• **STATED EXERCISE**:
Reproduce the listing that follows with no differences at all.

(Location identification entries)

________

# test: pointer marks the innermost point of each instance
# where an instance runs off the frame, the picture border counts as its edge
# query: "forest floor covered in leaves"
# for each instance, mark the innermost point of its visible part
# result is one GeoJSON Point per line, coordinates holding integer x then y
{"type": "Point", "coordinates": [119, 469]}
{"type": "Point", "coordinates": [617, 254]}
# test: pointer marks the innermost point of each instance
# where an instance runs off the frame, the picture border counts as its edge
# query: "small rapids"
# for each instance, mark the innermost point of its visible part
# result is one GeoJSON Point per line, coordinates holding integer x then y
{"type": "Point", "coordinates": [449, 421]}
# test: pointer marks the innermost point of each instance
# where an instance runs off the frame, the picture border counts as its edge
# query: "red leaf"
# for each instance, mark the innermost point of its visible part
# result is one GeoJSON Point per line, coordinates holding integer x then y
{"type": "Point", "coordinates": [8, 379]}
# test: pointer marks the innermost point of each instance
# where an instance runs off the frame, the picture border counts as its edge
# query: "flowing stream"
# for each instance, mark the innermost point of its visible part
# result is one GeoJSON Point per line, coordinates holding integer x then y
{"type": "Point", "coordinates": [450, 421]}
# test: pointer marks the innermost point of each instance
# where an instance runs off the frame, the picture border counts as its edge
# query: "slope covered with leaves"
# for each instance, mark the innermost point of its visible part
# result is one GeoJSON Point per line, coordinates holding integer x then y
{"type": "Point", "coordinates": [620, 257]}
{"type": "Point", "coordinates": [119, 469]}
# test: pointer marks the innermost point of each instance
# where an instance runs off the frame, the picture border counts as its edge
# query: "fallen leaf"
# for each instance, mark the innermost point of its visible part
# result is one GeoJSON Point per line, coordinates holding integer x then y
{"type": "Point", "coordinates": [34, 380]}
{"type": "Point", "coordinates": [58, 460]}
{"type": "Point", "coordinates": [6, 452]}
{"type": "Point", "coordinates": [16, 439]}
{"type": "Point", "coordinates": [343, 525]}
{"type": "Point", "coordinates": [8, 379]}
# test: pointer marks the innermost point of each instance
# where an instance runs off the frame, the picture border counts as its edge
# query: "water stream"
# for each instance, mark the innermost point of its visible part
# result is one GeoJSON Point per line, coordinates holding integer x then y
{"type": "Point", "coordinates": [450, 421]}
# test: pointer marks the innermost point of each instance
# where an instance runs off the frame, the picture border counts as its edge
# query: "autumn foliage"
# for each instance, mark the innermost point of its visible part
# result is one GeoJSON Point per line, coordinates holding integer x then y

________

• **ANSWER TO THIS PROBLEM**:
# test: pointer marks the innermost point of each instance
# where an instance runs off the frame, the picture border counts as its edge
# query: "forest floor covered in leaves"
# for each instance, mark the innermost point of its visible part
# result is one GeoJSON Point per line, coordinates holding integer x then y
{"type": "Point", "coordinates": [119, 469]}
{"type": "Point", "coordinates": [617, 254]}
# test: pointer marks the innermost point of each instance
# where an instance runs off the frame, the picture border counts as its edge
# query: "small rapids"
# for each instance, mark the innermost point of its visible part
# result is one GeoJSON Point per line, coordinates holding integer x then y
{"type": "Point", "coordinates": [449, 421]}
# test: pointer marks the innermost point of each instance
# where an instance runs off the frame, the picture border counts as its edge
# query: "red leaf"
# for each instance, mark the innermost point of its visible part
# result is one GeoJSON Point per line, coordinates holding integer x then y
{"type": "Point", "coordinates": [8, 379]}
# test: pointer marks the innermost point of each instance
# where an instance runs off the frame, the picture border counts as its edge
# query: "flowing stream"
# for each instance, mark the innermost point of its visible part
# result is one GeoJSON Point per line, coordinates holding integer x then y
{"type": "Point", "coordinates": [450, 421]}
# test: pointer marks the innermost point of each instance
# where an instance runs off the frame, the picture border counts as its edge
# query: "slope covered with leaves"
# for each instance, mark the innermost point of its visible part
# result is one GeoJSON Point per line, coordinates holding integer x then y
{"type": "Point", "coordinates": [620, 257]}
{"type": "Point", "coordinates": [119, 469]}
# test: pointer marks the innermost point of each instance
# where an instance runs off the frame, the picture border counts as its edge
# query: "fallen leaf"
# for each instance, mark the innermost point of its visible part
# result is one GeoJSON Point per line, coordinates holding integer x then y
{"type": "Point", "coordinates": [34, 380]}
{"type": "Point", "coordinates": [58, 460]}
{"type": "Point", "coordinates": [6, 452]}
{"type": "Point", "coordinates": [16, 439]}
{"type": "Point", "coordinates": [343, 525]}
{"type": "Point", "coordinates": [8, 379]}
# test: pointer marks the innermost point of each instance
# where an instance runs off the frame, the picture border counts as its edge
# query: "water stream"
# for each instance, mark the innermost point of its visible part
# result is one GeoJSON Point per line, coordinates holding integer x then y
{"type": "Point", "coordinates": [450, 421]}
# test: pointer marks the innermost point of each instance
# where an instance runs off the frame, the picture border counts as its edge
# query: "autumn foliage"
# for each instance, mark the innermost point of its visible part
# result is one GeoJSON Point per line, coordinates holding integer x then y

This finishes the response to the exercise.